• [PROMPT] Search the data below for the string "triangle" and copy all lines where it shows up.

• [GIVEN RECORDS]
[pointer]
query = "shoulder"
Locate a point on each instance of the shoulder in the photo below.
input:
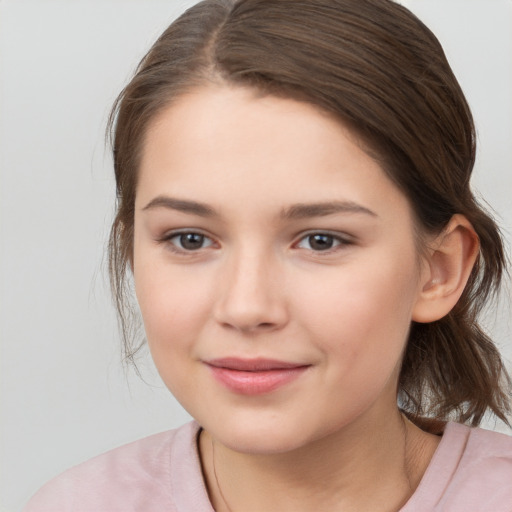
(136, 476)
(481, 476)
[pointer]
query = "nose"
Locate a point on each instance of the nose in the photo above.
(252, 295)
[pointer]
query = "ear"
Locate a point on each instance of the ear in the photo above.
(447, 268)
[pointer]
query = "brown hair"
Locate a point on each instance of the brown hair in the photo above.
(377, 68)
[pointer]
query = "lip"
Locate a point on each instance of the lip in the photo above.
(254, 376)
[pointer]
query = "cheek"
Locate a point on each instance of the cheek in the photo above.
(173, 306)
(364, 310)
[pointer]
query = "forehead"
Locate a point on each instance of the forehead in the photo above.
(231, 148)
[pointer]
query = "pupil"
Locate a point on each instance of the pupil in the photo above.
(191, 241)
(321, 242)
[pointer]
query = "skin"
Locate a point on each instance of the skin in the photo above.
(257, 287)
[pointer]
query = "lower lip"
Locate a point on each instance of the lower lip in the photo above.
(256, 383)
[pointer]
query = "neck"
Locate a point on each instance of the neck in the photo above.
(362, 467)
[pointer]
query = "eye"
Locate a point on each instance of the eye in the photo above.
(321, 242)
(189, 241)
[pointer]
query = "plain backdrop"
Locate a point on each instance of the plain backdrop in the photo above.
(64, 393)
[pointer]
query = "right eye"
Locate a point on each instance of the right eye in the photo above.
(188, 241)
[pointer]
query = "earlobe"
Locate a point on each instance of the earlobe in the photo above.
(447, 269)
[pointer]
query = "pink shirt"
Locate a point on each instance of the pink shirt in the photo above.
(471, 471)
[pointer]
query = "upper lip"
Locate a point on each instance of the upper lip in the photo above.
(252, 365)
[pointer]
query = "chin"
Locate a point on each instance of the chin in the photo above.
(261, 437)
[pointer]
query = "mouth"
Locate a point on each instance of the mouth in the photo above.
(255, 376)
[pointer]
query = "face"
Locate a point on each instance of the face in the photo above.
(275, 266)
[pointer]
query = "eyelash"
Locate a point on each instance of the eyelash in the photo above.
(338, 242)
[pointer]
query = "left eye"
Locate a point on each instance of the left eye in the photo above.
(190, 241)
(320, 242)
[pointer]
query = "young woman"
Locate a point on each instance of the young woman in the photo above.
(309, 261)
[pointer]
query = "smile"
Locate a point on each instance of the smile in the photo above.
(254, 376)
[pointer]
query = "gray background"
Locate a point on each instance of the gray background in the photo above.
(64, 394)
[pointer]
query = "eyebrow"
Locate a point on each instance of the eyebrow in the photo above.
(296, 211)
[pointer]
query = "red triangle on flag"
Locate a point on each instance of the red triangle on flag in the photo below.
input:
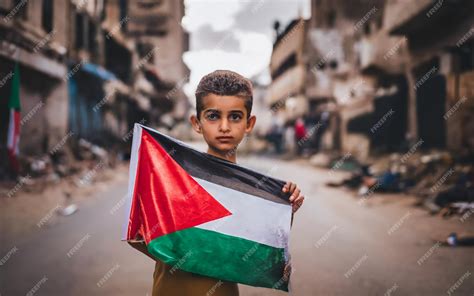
(168, 197)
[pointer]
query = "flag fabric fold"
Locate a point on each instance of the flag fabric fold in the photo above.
(13, 138)
(206, 215)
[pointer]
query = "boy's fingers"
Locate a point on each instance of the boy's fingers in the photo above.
(292, 187)
(295, 194)
(286, 187)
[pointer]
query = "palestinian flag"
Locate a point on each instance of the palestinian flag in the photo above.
(14, 123)
(206, 215)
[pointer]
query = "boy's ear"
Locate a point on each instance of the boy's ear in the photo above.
(250, 123)
(195, 123)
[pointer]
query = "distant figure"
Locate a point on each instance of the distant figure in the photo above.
(300, 133)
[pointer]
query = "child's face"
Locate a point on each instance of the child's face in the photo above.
(223, 122)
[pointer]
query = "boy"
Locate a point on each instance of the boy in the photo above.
(223, 106)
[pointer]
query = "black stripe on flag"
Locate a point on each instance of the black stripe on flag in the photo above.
(219, 171)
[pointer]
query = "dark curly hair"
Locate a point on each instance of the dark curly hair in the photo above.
(224, 83)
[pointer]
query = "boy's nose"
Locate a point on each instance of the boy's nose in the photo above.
(224, 126)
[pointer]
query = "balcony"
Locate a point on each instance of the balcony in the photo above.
(290, 82)
(382, 52)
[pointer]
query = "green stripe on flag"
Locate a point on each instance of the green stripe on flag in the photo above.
(222, 256)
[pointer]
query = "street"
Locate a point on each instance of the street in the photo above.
(338, 247)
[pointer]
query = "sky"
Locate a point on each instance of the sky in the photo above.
(234, 35)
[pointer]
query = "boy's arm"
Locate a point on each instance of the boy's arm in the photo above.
(296, 198)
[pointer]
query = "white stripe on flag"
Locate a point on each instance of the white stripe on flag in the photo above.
(253, 218)
(137, 137)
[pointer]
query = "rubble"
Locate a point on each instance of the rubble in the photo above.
(443, 184)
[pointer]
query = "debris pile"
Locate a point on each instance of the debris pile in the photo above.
(443, 184)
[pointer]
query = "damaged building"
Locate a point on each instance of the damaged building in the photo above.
(90, 69)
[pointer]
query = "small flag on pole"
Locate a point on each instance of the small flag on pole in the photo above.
(14, 123)
(206, 215)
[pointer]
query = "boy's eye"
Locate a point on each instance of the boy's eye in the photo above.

• [OUTPUT FOR THIS TASK]
query = "red triangle on flag"
Locate a point on each instance of the red triangle on flag in the photo below.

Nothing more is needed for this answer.